◆ **Written instruction**:
Copy everything from the line containing "of the cloudy" down to the line containing "xmin=16 ymin=514 xmax=46 ymax=541", substituting "clay flower pot" for "terracotta flower pot" and leaving all else unchanged.

-- Data provided start --

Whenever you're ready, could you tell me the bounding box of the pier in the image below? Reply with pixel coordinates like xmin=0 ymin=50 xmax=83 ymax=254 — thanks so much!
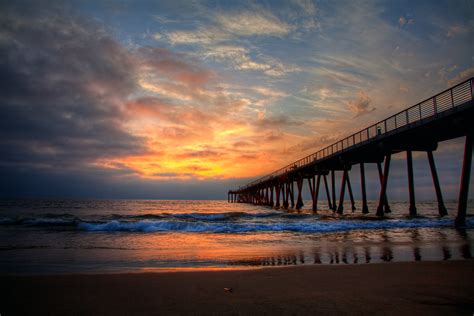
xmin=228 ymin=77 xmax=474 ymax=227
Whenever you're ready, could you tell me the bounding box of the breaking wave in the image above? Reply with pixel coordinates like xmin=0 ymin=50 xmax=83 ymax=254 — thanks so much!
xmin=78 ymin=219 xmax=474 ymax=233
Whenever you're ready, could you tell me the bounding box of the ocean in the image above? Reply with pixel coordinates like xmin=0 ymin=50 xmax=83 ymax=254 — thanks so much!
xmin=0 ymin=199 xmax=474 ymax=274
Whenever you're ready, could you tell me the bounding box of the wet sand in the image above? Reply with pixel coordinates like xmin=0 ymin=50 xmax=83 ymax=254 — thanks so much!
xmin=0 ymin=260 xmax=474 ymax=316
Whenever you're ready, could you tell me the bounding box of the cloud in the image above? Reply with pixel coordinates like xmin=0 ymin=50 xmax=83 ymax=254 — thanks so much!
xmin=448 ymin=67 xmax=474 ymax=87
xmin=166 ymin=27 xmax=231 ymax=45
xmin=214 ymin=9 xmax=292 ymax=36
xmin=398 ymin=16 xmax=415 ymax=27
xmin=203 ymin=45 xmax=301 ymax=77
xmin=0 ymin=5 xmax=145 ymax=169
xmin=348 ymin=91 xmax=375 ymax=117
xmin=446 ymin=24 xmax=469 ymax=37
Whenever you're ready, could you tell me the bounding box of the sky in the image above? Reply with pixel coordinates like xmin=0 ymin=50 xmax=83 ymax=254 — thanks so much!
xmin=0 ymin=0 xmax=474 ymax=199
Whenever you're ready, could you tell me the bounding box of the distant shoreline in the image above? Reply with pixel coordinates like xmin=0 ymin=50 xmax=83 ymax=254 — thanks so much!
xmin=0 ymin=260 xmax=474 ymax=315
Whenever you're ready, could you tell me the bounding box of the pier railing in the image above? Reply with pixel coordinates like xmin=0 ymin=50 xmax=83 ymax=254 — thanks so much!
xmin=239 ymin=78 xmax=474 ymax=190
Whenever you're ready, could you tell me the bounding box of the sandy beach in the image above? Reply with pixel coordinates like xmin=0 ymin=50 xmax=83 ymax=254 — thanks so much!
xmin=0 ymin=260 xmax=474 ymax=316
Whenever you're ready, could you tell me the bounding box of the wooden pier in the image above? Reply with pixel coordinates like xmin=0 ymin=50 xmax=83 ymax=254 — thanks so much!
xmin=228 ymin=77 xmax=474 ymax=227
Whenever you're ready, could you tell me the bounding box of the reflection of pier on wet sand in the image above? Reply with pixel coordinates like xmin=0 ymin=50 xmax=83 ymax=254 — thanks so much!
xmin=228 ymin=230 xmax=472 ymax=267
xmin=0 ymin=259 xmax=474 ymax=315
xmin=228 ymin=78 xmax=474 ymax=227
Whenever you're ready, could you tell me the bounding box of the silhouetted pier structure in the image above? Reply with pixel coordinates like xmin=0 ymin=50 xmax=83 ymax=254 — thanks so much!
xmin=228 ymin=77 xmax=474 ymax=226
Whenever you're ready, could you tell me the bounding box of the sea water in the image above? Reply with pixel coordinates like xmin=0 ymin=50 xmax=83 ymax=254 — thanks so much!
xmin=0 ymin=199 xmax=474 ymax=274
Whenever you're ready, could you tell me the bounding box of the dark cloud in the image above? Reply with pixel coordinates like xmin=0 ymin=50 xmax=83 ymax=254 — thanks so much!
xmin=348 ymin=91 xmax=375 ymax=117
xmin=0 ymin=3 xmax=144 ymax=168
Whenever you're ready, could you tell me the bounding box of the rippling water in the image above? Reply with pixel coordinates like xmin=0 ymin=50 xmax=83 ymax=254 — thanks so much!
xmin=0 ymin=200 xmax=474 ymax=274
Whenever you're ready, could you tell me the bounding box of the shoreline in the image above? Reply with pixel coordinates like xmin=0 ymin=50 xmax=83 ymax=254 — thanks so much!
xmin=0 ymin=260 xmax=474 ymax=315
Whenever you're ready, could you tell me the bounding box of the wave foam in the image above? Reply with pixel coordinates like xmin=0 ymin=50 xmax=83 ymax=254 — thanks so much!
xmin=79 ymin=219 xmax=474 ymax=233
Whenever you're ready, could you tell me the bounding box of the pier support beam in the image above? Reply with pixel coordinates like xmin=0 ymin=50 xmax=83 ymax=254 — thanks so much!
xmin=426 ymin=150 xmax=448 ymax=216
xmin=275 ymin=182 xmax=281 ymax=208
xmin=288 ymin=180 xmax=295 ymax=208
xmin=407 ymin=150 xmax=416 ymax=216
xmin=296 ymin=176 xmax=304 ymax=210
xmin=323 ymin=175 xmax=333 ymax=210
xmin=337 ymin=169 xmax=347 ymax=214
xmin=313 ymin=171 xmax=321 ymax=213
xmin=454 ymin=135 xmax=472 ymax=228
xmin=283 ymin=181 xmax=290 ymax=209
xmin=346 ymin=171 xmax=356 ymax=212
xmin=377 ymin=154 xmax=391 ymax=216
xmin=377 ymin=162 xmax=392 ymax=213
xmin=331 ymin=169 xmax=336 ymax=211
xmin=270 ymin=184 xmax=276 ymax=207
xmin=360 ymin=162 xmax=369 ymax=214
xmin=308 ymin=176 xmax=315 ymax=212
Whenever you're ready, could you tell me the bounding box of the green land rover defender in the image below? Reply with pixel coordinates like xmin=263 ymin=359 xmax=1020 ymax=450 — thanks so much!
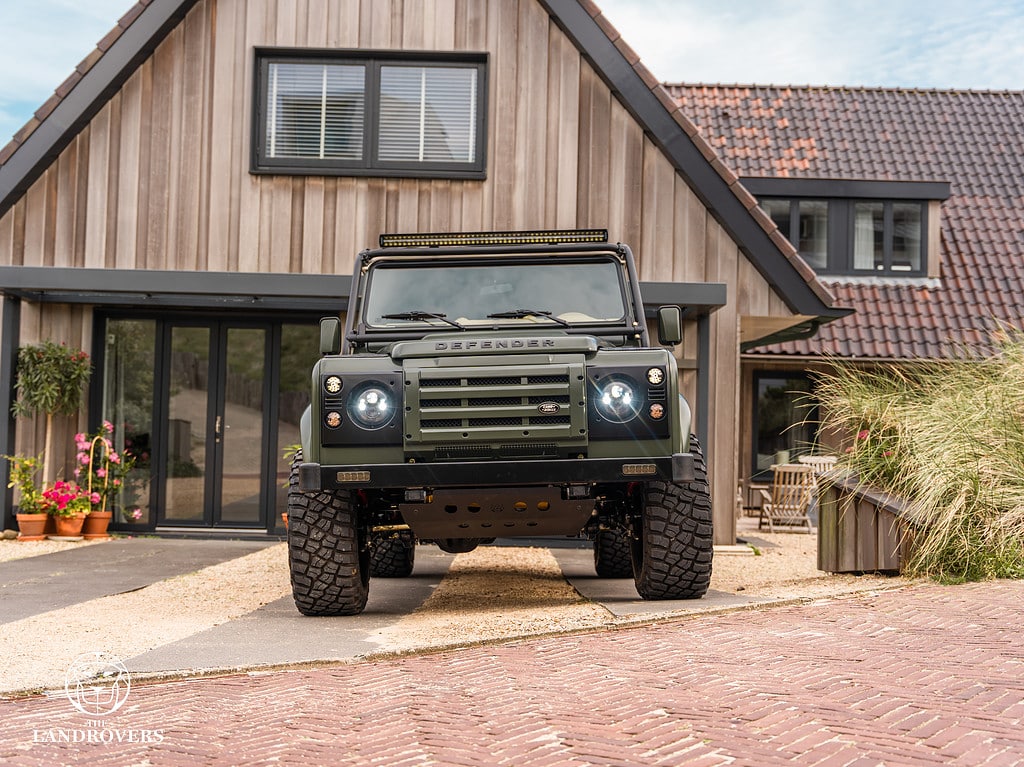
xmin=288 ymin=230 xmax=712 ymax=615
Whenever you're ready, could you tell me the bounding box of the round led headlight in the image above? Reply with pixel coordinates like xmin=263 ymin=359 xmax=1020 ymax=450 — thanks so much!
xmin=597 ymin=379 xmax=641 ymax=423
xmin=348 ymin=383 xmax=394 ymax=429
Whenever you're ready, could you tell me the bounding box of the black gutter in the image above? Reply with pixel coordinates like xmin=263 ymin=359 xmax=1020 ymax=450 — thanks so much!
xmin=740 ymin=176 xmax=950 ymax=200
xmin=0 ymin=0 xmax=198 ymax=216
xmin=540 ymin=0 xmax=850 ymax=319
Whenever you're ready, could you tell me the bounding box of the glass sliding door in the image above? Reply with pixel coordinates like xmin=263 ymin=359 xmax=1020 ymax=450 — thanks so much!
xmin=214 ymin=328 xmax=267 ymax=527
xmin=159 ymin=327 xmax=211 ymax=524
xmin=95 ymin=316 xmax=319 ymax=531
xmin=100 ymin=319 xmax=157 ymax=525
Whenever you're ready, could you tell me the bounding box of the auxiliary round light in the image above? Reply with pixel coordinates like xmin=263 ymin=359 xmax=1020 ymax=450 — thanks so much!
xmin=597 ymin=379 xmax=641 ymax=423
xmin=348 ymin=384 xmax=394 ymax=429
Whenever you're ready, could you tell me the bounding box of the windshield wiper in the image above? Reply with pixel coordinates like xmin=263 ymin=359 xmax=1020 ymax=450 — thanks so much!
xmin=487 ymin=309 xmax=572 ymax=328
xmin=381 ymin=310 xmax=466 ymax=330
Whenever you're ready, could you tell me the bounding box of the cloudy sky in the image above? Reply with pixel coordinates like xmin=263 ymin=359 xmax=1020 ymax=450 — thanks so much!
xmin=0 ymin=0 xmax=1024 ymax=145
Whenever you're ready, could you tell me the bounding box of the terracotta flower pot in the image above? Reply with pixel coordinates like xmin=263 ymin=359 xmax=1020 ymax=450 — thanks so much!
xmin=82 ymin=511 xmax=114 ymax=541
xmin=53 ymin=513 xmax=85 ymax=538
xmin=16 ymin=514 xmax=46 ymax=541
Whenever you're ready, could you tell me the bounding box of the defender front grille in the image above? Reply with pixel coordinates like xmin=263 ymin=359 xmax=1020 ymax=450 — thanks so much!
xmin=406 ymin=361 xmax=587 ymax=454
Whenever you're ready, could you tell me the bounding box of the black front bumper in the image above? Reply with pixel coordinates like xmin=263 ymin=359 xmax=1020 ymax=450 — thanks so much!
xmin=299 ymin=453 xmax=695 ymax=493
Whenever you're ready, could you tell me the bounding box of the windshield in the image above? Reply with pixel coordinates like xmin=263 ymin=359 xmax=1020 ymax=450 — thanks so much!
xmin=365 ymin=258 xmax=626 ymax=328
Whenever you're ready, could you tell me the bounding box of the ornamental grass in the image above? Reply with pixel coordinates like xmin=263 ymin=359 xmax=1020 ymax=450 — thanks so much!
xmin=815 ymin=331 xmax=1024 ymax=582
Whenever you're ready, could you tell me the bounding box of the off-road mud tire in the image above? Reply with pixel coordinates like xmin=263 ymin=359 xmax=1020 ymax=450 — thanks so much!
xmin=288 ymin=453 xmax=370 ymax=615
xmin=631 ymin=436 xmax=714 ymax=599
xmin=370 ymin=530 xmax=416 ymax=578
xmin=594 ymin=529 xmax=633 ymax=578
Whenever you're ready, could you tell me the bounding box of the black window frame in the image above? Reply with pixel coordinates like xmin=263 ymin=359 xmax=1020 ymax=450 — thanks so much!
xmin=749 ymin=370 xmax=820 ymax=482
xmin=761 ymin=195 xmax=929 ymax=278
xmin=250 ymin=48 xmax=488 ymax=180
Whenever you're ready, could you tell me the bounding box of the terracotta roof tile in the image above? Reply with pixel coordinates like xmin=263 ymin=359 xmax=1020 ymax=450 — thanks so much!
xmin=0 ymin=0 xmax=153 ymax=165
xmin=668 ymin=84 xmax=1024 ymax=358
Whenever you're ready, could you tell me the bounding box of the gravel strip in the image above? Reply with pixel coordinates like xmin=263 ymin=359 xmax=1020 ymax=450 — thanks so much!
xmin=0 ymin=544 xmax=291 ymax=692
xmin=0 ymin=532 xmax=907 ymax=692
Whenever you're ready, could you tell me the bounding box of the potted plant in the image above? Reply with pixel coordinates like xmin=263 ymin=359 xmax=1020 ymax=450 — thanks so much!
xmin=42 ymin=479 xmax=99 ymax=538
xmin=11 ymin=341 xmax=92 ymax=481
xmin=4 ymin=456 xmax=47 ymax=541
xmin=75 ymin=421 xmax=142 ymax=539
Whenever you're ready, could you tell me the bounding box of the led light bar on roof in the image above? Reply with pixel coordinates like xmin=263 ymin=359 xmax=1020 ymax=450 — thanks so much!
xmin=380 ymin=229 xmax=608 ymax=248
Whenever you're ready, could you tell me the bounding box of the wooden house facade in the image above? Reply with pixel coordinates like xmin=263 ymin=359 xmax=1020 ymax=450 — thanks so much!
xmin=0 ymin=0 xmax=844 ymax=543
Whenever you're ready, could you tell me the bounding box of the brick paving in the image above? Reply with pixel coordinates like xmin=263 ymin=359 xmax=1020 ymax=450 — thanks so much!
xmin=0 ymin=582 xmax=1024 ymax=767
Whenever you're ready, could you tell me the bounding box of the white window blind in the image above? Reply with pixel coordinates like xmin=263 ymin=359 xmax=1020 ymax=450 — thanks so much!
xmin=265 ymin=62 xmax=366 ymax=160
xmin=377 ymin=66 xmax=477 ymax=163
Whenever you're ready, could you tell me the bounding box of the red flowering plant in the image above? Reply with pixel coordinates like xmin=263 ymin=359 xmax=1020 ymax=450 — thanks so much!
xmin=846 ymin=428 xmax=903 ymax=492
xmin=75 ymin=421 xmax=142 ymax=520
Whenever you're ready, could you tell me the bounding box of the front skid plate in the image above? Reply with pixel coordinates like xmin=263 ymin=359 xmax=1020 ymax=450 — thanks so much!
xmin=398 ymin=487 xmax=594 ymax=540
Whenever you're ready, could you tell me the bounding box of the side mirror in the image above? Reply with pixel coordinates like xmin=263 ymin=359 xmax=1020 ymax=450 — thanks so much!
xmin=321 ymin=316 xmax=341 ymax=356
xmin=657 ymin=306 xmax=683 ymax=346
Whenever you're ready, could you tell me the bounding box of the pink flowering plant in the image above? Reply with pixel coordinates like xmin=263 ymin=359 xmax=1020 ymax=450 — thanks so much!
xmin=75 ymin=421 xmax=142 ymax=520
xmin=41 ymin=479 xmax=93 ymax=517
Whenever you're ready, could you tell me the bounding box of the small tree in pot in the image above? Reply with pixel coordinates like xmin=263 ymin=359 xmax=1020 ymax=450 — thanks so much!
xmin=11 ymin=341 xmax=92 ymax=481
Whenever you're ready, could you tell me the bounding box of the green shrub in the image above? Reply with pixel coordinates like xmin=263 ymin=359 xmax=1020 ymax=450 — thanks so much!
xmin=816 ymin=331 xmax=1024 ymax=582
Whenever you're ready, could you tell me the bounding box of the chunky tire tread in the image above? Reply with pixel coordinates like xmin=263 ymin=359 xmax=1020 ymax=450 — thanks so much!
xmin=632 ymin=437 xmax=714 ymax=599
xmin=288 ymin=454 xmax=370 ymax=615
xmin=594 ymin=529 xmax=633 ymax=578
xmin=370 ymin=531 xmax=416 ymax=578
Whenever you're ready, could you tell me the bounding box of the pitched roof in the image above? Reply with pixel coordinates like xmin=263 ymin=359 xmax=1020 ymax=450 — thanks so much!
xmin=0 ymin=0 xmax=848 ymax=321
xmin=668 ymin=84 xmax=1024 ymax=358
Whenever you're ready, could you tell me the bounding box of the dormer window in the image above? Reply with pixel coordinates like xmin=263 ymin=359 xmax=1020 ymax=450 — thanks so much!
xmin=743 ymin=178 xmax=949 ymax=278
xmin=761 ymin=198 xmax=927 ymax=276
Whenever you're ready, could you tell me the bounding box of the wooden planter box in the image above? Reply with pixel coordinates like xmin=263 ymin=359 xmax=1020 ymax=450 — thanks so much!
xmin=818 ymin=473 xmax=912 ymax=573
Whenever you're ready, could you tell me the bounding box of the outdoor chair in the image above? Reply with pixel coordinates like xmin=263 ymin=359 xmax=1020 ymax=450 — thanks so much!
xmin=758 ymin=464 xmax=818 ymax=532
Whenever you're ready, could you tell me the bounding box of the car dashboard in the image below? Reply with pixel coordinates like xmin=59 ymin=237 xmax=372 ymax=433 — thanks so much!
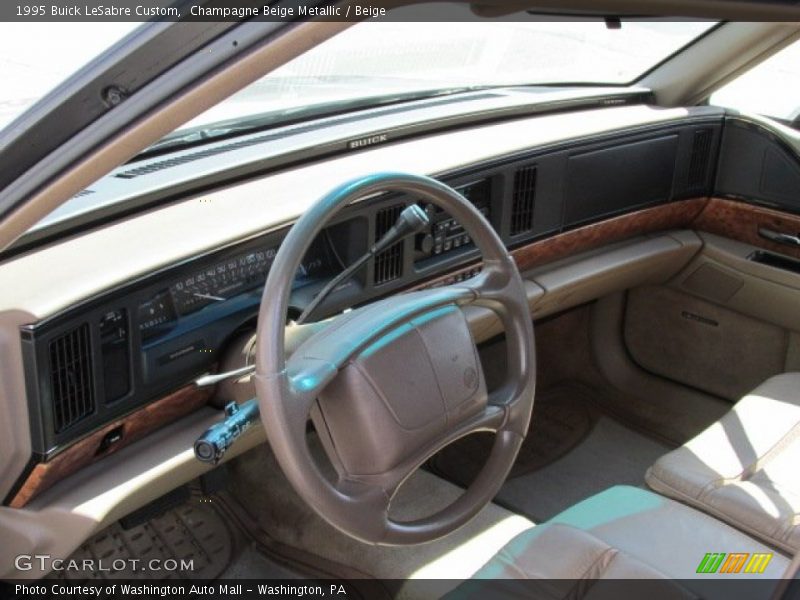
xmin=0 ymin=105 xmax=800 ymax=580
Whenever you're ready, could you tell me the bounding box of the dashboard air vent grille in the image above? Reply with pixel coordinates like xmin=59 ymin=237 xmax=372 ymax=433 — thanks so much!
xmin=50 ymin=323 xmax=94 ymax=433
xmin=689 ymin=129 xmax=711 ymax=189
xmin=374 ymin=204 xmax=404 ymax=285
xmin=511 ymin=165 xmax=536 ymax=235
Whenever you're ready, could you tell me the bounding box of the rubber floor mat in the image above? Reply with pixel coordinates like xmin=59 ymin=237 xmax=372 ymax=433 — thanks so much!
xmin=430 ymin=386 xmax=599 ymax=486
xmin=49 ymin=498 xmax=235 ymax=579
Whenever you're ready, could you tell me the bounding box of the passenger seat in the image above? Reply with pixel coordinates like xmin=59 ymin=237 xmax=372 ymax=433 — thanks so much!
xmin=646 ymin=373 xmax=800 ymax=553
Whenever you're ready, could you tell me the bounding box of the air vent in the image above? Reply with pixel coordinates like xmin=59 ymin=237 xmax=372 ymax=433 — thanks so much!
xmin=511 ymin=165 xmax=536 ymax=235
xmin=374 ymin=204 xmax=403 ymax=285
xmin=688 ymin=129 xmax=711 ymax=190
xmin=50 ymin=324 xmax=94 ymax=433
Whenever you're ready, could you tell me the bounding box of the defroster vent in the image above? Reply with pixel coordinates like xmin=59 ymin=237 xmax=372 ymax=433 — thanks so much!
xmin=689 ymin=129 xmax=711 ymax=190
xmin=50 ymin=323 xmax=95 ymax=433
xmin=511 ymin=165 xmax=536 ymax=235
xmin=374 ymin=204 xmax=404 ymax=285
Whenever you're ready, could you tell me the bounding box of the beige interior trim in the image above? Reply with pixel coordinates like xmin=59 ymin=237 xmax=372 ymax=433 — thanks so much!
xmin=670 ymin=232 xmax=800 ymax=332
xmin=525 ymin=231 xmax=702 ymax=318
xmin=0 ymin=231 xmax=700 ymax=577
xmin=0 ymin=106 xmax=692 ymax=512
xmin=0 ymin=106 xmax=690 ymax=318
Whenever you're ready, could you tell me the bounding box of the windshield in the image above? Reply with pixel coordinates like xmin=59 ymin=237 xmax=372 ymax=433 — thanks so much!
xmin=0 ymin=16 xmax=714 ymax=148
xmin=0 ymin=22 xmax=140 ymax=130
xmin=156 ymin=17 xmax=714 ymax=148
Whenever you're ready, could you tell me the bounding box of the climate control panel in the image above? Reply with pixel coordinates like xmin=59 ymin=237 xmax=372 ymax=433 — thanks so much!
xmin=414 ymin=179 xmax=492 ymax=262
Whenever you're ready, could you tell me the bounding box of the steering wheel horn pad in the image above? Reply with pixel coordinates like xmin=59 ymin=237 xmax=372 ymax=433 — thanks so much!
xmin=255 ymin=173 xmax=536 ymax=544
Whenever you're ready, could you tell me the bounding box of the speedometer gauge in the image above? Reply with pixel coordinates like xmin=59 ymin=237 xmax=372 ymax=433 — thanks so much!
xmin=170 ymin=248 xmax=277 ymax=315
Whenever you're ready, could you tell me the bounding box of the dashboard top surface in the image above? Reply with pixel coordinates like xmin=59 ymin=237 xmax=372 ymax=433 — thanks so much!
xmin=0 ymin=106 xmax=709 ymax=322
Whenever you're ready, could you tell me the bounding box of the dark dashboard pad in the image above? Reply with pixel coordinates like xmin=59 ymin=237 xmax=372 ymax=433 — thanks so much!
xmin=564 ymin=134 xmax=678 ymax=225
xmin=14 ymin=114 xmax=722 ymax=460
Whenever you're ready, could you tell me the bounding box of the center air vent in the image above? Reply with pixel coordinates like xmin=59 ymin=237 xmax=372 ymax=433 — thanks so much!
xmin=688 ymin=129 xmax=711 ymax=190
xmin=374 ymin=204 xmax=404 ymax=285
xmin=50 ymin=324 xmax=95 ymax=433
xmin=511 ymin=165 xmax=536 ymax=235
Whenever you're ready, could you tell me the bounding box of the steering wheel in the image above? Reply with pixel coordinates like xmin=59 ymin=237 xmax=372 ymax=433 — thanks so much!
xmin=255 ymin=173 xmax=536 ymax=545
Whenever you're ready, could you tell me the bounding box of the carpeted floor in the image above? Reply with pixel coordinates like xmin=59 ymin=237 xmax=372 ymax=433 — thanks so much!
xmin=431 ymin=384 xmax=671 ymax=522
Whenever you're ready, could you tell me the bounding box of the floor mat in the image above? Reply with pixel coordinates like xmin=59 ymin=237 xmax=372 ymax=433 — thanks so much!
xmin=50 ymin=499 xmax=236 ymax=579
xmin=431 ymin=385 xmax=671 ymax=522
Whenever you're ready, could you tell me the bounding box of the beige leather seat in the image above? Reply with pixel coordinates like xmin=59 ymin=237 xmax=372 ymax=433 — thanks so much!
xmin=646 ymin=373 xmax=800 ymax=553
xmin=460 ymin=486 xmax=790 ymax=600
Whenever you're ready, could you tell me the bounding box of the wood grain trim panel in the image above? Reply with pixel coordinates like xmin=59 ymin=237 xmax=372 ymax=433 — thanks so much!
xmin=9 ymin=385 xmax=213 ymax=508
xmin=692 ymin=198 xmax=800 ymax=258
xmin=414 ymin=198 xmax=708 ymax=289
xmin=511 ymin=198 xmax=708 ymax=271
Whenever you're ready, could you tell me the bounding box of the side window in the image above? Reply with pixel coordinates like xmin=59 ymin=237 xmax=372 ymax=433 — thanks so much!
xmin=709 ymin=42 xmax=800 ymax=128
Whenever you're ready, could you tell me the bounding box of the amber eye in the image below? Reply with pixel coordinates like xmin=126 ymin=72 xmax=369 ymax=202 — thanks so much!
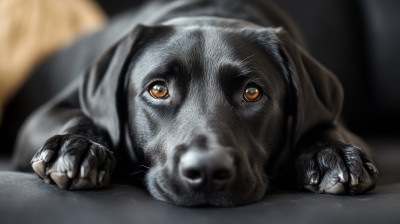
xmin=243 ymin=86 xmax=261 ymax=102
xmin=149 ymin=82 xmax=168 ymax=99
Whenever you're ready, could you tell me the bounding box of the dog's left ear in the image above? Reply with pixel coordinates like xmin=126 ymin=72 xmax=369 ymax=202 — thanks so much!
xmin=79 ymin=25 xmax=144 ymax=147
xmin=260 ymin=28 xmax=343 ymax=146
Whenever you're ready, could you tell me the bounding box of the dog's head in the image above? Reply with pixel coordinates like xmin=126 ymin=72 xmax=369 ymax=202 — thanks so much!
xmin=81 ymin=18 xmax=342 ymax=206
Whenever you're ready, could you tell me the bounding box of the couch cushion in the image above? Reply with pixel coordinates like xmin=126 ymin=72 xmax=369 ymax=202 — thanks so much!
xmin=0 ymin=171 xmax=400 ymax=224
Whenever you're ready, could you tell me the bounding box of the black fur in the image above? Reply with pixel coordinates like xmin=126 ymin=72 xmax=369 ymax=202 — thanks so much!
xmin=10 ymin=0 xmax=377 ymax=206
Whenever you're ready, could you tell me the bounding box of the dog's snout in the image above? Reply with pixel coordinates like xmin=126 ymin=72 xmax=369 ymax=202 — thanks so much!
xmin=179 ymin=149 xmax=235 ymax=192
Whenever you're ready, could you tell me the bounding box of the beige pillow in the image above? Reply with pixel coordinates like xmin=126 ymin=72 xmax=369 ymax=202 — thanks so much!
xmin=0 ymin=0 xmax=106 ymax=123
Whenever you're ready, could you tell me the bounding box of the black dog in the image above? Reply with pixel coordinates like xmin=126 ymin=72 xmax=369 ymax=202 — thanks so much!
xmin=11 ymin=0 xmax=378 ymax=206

-- Data provided end --

◆ **Answer to this problem**:
Whenever you're ready, could you tell me the bounding box of the cloudy sky in the image above? Reply with pixel coordinates like xmin=263 ymin=359 xmax=1020 ymax=450 — thanks so much!
xmin=0 ymin=0 xmax=1024 ymax=145
Whenever you're ready, could you tell me the bounding box of the clay flower pot in the image above? Reply with pixel coordinates like xmin=263 ymin=359 xmax=1020 ymax=450 — thanks so much!
xmin=82 ymin=511 xmax=114 ymax=541
xmin=53 ymin=513 xmax=85 ymax=538
xmin=16 ymin=514 xmax=46 ymax=541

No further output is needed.